### Collected data

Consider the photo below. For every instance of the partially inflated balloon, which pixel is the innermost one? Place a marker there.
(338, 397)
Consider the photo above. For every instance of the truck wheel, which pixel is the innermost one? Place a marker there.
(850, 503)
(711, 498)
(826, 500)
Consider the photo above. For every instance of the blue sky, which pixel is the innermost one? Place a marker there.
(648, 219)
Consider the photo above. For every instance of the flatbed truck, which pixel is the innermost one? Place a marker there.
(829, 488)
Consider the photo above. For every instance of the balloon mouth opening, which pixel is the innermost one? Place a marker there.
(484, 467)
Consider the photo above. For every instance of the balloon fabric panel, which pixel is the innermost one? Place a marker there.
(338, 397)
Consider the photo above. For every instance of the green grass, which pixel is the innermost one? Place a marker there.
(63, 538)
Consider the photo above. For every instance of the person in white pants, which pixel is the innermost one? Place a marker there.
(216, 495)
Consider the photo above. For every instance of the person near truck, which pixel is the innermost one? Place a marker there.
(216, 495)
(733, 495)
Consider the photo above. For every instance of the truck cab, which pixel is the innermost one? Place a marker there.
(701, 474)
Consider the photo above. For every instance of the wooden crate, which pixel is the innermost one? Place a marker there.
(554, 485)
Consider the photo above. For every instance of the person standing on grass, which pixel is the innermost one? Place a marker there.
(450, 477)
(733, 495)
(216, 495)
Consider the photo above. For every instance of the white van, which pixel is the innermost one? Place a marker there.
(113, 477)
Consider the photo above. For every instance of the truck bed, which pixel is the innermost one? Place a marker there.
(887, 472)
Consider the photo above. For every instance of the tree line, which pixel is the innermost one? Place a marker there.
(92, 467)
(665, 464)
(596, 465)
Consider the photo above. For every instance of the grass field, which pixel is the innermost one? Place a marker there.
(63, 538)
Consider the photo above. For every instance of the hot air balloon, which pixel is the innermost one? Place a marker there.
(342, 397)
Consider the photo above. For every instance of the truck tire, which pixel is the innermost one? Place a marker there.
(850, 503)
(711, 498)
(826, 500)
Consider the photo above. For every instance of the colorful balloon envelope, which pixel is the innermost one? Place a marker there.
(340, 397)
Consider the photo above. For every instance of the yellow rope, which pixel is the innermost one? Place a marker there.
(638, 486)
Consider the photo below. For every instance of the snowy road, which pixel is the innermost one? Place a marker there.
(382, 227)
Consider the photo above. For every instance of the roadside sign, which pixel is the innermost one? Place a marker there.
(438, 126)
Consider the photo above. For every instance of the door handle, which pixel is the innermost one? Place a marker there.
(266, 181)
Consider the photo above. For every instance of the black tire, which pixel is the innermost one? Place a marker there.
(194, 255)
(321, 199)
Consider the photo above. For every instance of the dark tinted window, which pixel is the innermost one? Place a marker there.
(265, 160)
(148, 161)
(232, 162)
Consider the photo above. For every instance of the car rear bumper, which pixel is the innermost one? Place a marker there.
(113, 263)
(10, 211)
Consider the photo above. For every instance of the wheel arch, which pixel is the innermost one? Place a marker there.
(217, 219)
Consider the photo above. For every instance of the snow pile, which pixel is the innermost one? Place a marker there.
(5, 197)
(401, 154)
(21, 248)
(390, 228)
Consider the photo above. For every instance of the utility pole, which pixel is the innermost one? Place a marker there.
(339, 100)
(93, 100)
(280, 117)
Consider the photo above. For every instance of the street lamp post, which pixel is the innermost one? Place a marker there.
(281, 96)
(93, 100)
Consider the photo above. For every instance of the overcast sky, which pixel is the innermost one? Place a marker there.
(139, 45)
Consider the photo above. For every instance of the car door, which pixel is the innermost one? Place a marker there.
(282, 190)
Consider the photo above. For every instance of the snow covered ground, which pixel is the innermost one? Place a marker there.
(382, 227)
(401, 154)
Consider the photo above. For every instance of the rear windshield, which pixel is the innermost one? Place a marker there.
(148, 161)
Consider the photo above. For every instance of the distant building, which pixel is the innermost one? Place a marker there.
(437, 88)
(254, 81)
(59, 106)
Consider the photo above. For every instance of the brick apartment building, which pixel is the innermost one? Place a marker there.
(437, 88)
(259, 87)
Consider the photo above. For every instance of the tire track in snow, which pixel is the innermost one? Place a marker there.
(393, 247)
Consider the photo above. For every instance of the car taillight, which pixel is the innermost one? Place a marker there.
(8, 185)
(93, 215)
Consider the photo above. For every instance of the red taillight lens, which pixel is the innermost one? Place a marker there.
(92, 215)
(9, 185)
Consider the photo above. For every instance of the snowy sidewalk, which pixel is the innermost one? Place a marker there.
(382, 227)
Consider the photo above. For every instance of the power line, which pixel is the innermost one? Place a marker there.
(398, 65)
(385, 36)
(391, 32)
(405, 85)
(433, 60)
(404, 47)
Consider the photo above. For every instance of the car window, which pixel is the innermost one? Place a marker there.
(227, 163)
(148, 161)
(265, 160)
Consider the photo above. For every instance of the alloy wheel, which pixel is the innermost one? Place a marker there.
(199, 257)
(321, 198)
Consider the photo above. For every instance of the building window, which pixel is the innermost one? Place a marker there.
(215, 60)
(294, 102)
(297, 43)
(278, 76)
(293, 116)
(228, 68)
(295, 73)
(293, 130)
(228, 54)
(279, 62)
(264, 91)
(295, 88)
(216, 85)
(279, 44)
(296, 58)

### To do
Repeat all the entries exactly as given.

### Exercise output
Consider the photo below. For every instance of the partially inflated balloon, which pixel is the innermost one? Place a marker there.
(338, 397)
Consider the photo above. For every instance of the truck wheel, which pixel is the innermost one? Place a marker there.
(850, 503)
(711, 498)
(826, 500)
Consider the photo above. For every instance of the blue sky, which pixel is the innermost one? Place a marker there.
(648, 219)
Consider the photo above. For every instance of the flatbed truck, which pixel is the innermost one? Place a marker there.
(829, 488)
Consider the photo above. For every instance of the balloon mouth opening, which pixel is the innermost one? Place a marker there.
(484, 467)
Consider the photo above. For every instance of the balloon fabric panel, which pixel is the innermost one? Place a marker there.
(338, 397)
Consider the photo above. For every instance of the green grass, which pixel is the innermost one? Place a marker there.
(63, 538)
Consider the photo above. For every instance of the person in white pants, which pixel is the innermost one? Place a marker there.
(216, 495)
Consider the photo above. For every instance of the person near truck, which pixel is the innermost one? Place a marker there.
(216, 495)
(733, 495)
Consider the photo above. For every instance of the truck cab, which pixel is the innermost one? Place a marker there.
(701, 474)
Consider the photo above. For every instance of the wooden crate, which pixel is the innermost one? Place a marker there.
(554, 485)
Consider the photo above. For every instance of the person standing on grass, which pixel is the innermost one? Place a marker there.
(450, 477)
(733, 495)
(216, 495)
Consider the photo above. For every instance of the white van, which pixel is the innermost one? Place a marker there.
(113, 477)
Consider the photo above. For every instance of the truck bed, which pixel is the innermost one? Place a marker there.
(887, 472)
Consider the photo above. For every instance of the tree line, which pixel is the innermost one? Place a marker there.
(92, 467)
(665, 464)
(596, 465)
Consider the photo above. For every instance of the grass field, which pixel is the innermost one? Place a marker there.
(63, 538)
Consider the photo above. For every instance of the hot air balloon, which pixel is the innermost one? Place a marker there.
(342, 397)
Consider the photo above. For every instance of the truck tire, which pixel is the innermost one? Place a marker there.
(850, 503)
(711, 498)
(826, 500)
Consider the photo above. For every instance of the colorful balloon envelope, which pixel is the innermost one? Place a marker there.
(340, 397)
Consider the photo above. For every instance of the yellow rope, which pixel is the innermost one? Place a marker there.
(638, 486)
Consider the photo below. For every instance of the snowy road, which pixel is the innermost one? Place a marker there.
(382, 227)
Consider the photo above. For every instance of the roadside sign, which pixel is the innermost one? Place a marker there.
(438, 126)
Consider the photo above. For every instance of the door handle, which pixel is the innermost one? Place a marker there.
(266, 181)
Consider the photo above. For every instance of the black tire, which pixel is the innermost one? Place a marker there.
(194, 255)
(321, 199)
Consider the photo above. For every instance of the dark tinted window, which pixel is the innermost one? Place a marker there.
(265, 160)
(148, 161)
(232, 162)
Consider the photo above. For every instance of the car rear bumper, which pixel is the innermost one? Place a marker there.
(113, 263)
(10, 211)
Consider the photo above. For every instance of the wheel arch, which pixel is the innermost one? Place a marker there.
(217, 219)
Consider the photo above. For every instance of the snow pile, which pixel is the innermost one? Place a marker there.
(5, 197)
(401, 154)
(21, 248)
(390, 228)
Consider the photo above. For every instance of the utility pole, which pixel is the innermost one? Place a marker there.
(339, 100)
(93, 100)
(280, 117)
Consider the photo above. For every instance of the street lamp post, which pixel is the innermost one? Place a marker there.
(281, 96)
(93, 100)
Consider the photo above. For every instance of the overcast sky, which pixel is the innermost one? Place a marker there.
(139, 45)
Consider the photo above. For every instance of the car door, which pixel is the innermost one? Place a marker there.
(282, 190)
Consider the photo above. For every instance of the snow covered ground, which pixel is the innermost one? Place a marker there.
(382, 227)
(401, 154)
Consider the photo above. For every instance of the rear windshield, which pixel is the innermost one? Place a marker there.
(148, 161)
Consider the photo above. For every instance of the distant building, which pixel is the innermost one? Place a marker there.
(437, 88)
(254, 81)
(59, 106)
Consider the photo above. For every instance of the brick apartment building, which pixel is the innermost one? Place a marker there.
(437, 88)
(259, 87)
Consider the photo above. For every instance of the tire track in snow, which pixel is the innermost one? Place a marker there.
(393, 247)
Consider the photo above. For every instance of the car taillight, which pixel is the innermost one? Place a marker there.
(8, 185)
(93, 215)
Consider the photo above. For every instance of the red taillight lens, which pixel is the innermost one? Place a marker there.
(92, 215)
(9, 185)
Consider the photo above. For every instance of the snowy sidewalk, which pixel is the innermost one? Place a marker there.
(382, 227)
Consider the photo above. For every instance of the power line, which pixel is the innermost one? Place a marker there.
(398, 65)
(385, 36)
(391, 32)
(405, 85)
(433, 60)
(404, 47)
Consider the photo above. For every instance of the car window, which pixel is the innermost one? Place a marker there.
(227, 163)
(148, 161)
(265, 160)
Consider the photo above. For every instance of the alloy wheel, which pixel is the innermost one? Place a marker there.
(199, 257)
(321, 198)
Consider the photo above. For every instance of the building window, which pixel is the innermost one? Place a marker there.
(215, 60)
(294, 102)
(297, 43)
(278, 76)
(293, 116)
(228, 68)
(295, 73)
(293, 130)
(228, 54)
(279, 62)
(264, 91)
(295, 88)
(216, 85)
(279, 44)
(296, 58)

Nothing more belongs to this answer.